Instruções
(a) Edite um trecho do texto sobre a Chapada dos Veadeiros e reescreva-o trocando "quilômetros" por "km". Comece nas palavras que contêm "A área de proteção" e pare depois de "entrar em vigor.".
(b) Segundo o texto sobre a Chapada dos Veadeiros, quais grupos de animais o Plano de Manejo contabilizou, e quantos de cada um?

##### Trecho selecionado #####

A área de proteção ambiental situada a 230 quilômetros de Brasília pode ser ampliada em quase quatro vezes. Ambientalistas e representantes da agricultura divergem sobre a eficácia do projeto
por Luiza Machado
Patrimônio Natural da Humanidade declarado pela Unesco, o Parque Nacional da Chapada dos Veadeiros (GO), a 230 quilômetros de Brasília, pode ter seu território ampliado em quase quatro vezes, passando de 65 mil hectares (650 quilômetros quadrados) para 230 mil hectares (2.300 quilômetros quadrados). A tentativa de ampliação, iniciada pelo Instituto Chico Mendes de Conservação da Biodiversidade (ICMBio, ligado ao Ministério do Meio Ambiente) em parceria com ONGs, depende do chancelamento da Casa Civil e da posterior assinatura da presidência da República para entrar em vigor.
"Se parar para pensar, um parque nacional de 65 mil hectares é pequeno, tendo em vista que o nosso objetivo é conservar um ecossistema inteiro. Aqui, temos espécies que não são vistas em outros lugares do mundo. Além disso, temos grandes mamíferos, como onças e lobos-guará, que dependem de grandes áreas para caçar. Eles não têm voz, então nós somos a voz desses animais", ressalta Fernando Tatagiba, analista ambiental do ICMBio e chefe do Parque Nacional da Chapada dos Veadeiros. No Plano de Manejo da área protegida, o instituto contabilizou a ocorrência de 118 espécies de mamíferos (9 delas exclusivas do Cerrado), 312 espécies de aves, 140 tipos de répteis e anfíbios, 49 espécies de peixes e cerca de mil insetos diferentes.
Nos últimos quatro anos, os defensores da ampliação do Parque Nacional da Chapada dos Veadeiros organizaram diversos estudos sócio-ambientais e consultorias para delinear um novo espaço à área ambiental. Três audiências públicas reuniram a sociedade, como determina o protocolo. Pequenos e grandes proprietários foram ouvidos, além de ambientalistas e agricultores. Após o processo, o ICMBio encaminhou a documentação para o Ministério do Meio Ambiente, que chancelou o projeto. A iniciativa aguarda a avaliação final do Palácio do Planalto.

##### Dados fornecidos #####

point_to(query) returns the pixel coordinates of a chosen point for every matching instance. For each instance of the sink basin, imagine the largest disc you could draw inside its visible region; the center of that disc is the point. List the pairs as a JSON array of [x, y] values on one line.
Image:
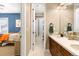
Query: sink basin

#####

Respostas
(a)
A área de proteção ambiental situada a 230 km de Brasília pode ser ampliada em quase quatro vezes. Ambientalistas e representantes da agricultura divergem sobre a eficácia do projeto
por Luiza Machado
Patrimônio Natural da Humanidade declarado pela Unesco, o Parque Nacional da Chapada dos Veadeiros (GO), a 230 km de Brasília, pode ter seu território ampliado em quase quatro vezes, passando de 65 mil hectares (650 km quadrados) para 230 mil hectares (2.300 km quadrados). A tentativa de ampliação, iniciada pelo Instituto Chico Mendes de Conservação da Biodiversidade (ICMBio, ligado ao Ministério do Meio Ambiente) em parceria com ONGs, depende do chancelamento da Casa Civil e da posterior assinatura da presidência da República para entrar em vigor.

(b)
- 118 espécies de mamíferos
- 312 espécies de aves
- 140 tipos de répteis e anfíbios
- 49 espécies de peixes
- cerca de mil insetos diferentes